### [DIRECTIONS]
1: Duplicate the passage of the forum thread about the Bates Motel series from "## mreposter (Jul" to "late night cable." word for word.
2: In the records, rewrite the lines from the line with "like [(439, 48)]." to the line with "[(354, 286), (571, 80)]", replacing "window trim" with "window frame" and leaving everything else unchanged. Give only those lines.

### [EXCERPT PROVIDED]
........
# A&E Network orders "Bates Motel" series



## oldschoolecw (Jan 25, 2007)

http://tvbythenumbers.zap2it.com/2012/07/02/ae-network-orders-bates-motel-to-series/140254/



> "We are proud to be partnering with Carlton Cuse and Kerry Ehrin on their thrilling reinvention of one of the most compelling characters in cinematic history," said DeBitetto and McKillop. "It's a provocative project from two of the best storytellers in the business and we're looking forward to getting started."


This could be a good new series to watch for. IMO


----------



## mreposter (Jul 29, 2006)

In the late 80s there was a pilot for a Bates Motel series starring the rather weird Bud Cort (from Harold and Maude fame.) It was disasterously bad, sort of a dry-docked Love Boat with a sick twist. Every so often it shows up on late night cable.

IMBD describes it this way:

_A mentally disturbed man, who roomed with the late Norman Bates at the state lunatic asylum, inherits the legendary Bates Motel after the death of Norman and tries to fix it up to make it a respectable business._


----------



## Galaxie6411 (Aug 26, 2007)

Could be interesting, I only within the last few months finally watched Psycho for the first time. Fantastic movie, especially when compared to all the action of today's movies when it had really none, all just suspense and a LOT of time spent not even at the hotel. Not to mention the whole murder takes place so fast, I was expecting it to take more time.


----------



## oldschoolecw (Jan 25, 2007)

Galaxie6411 said:


> Could be interesting, I only within the last few months finally watched Psycho for the first time. Fantastic movie, especially when compared to all the action of today's movies when it had really none, all just suspense and a LOT of time spent not even at the hotel. Not to mention the whole murder takes place so fast, I was expecting it to take more time.
........
### [RECORDS FOR THE EXERCISE]
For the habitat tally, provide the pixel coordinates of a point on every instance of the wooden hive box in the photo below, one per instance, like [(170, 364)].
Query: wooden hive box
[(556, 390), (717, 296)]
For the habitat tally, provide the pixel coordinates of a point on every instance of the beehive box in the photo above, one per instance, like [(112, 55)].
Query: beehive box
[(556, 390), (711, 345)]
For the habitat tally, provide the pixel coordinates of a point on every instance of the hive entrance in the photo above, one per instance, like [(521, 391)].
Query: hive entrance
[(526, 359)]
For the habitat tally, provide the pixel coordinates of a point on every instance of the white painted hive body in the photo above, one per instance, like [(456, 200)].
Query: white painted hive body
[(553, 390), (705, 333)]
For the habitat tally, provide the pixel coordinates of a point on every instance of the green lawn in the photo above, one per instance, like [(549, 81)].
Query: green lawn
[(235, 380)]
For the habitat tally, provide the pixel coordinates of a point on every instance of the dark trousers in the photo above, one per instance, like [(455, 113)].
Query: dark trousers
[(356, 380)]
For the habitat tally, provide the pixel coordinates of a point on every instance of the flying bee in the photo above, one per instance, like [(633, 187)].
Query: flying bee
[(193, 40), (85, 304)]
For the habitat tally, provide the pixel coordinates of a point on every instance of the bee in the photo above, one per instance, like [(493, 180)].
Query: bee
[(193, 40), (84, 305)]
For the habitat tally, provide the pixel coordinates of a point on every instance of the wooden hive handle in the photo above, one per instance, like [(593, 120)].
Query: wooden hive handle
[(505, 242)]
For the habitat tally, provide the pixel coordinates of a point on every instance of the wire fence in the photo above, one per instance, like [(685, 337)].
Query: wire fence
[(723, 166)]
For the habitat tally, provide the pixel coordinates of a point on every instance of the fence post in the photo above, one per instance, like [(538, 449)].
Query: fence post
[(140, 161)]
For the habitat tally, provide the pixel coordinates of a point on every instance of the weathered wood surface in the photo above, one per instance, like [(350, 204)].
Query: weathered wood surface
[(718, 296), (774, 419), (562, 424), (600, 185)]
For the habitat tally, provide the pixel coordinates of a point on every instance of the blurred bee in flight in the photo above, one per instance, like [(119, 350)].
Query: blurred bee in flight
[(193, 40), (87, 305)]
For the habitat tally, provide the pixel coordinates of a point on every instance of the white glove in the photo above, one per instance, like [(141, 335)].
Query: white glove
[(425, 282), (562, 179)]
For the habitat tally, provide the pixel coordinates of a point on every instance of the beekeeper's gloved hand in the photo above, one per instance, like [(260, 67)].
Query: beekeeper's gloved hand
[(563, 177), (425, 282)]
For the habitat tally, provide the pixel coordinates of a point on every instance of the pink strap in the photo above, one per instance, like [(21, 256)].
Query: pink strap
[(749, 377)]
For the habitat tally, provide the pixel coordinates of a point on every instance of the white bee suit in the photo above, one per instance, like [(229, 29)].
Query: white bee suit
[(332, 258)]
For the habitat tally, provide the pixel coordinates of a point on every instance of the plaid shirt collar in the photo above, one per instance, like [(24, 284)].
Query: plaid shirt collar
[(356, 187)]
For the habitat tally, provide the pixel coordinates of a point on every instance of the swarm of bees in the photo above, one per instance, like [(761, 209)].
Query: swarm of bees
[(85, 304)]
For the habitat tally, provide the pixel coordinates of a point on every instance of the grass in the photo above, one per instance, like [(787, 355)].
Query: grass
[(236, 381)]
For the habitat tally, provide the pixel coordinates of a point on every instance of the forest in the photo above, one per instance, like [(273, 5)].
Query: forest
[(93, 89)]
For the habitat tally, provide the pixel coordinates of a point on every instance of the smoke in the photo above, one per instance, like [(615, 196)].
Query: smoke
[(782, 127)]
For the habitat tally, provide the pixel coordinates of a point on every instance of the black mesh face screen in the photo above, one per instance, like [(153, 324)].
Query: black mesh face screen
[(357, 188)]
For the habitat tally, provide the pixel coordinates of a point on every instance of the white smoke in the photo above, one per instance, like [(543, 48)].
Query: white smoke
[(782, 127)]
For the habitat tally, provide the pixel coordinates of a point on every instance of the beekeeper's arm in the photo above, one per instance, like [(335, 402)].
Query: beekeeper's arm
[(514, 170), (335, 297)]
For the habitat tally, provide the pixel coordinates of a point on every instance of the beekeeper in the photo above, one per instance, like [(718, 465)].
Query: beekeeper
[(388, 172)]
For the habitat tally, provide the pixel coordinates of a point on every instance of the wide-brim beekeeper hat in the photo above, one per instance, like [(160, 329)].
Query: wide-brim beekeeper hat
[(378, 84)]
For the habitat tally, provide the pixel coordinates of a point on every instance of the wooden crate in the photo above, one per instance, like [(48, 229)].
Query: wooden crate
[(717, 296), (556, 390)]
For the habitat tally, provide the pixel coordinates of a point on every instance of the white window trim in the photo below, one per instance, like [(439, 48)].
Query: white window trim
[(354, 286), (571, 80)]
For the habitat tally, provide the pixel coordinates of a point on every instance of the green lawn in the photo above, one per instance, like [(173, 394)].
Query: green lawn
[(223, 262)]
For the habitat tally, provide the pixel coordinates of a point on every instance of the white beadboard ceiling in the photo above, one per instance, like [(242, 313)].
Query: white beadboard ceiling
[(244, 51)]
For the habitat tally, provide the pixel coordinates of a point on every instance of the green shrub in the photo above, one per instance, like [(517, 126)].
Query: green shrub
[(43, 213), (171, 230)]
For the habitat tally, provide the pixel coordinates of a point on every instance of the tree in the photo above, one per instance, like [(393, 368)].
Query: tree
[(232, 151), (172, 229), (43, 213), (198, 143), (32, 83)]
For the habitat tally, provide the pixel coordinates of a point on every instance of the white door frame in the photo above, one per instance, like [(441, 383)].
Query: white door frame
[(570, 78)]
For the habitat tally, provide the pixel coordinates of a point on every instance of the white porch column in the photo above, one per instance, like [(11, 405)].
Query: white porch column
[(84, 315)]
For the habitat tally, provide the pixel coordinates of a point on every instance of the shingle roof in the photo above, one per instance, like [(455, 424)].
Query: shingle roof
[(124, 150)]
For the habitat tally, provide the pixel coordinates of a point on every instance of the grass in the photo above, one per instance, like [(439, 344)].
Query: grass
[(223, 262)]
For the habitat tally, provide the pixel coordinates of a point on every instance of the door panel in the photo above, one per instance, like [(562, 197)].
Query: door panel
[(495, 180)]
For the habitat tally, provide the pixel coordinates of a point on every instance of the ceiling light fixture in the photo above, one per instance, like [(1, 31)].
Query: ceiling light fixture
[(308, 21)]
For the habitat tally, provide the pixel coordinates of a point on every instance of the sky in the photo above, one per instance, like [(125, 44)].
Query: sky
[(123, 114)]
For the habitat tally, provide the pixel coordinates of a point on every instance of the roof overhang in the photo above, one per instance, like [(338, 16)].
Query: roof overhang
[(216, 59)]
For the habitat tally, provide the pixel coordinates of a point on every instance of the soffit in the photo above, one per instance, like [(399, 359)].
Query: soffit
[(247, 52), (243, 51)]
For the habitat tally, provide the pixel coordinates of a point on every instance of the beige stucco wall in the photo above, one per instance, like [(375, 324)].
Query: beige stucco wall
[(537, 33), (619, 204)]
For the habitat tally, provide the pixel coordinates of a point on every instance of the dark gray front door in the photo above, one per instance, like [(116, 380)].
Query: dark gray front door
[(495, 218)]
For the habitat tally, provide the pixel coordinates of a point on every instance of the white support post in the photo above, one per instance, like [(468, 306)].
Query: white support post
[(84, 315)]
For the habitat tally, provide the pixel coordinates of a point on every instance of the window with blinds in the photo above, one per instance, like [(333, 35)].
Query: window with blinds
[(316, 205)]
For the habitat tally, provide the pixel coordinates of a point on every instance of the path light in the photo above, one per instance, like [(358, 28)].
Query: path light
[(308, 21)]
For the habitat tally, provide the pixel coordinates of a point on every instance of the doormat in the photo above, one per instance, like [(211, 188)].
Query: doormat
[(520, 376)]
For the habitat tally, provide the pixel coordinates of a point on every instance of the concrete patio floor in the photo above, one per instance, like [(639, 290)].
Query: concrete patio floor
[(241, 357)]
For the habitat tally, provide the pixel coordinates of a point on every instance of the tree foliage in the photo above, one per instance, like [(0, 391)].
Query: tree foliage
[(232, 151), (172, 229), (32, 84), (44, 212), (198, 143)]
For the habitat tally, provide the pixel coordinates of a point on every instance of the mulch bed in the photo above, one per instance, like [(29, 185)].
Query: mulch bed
........
### [SOLUTIONS TO THE EXERCISE]
1:
## mreposter (Jul 29, 2006)

In the late 80s there was a pilot for a Bates Motel series starring the rather weird Bud Cort (from Harold and Maude fame.) It was disasterously bad, sort of a dry-docked Love Boat with a sick twist. Every so often it shows up on late night cable.

2:
For the habitat tally, provide the pixel coordinates of a point on every instance of the white window frame in the photo below, one per instance, like [(439, 48)].
Query: white window frame
[(354, 286), (571, 80)]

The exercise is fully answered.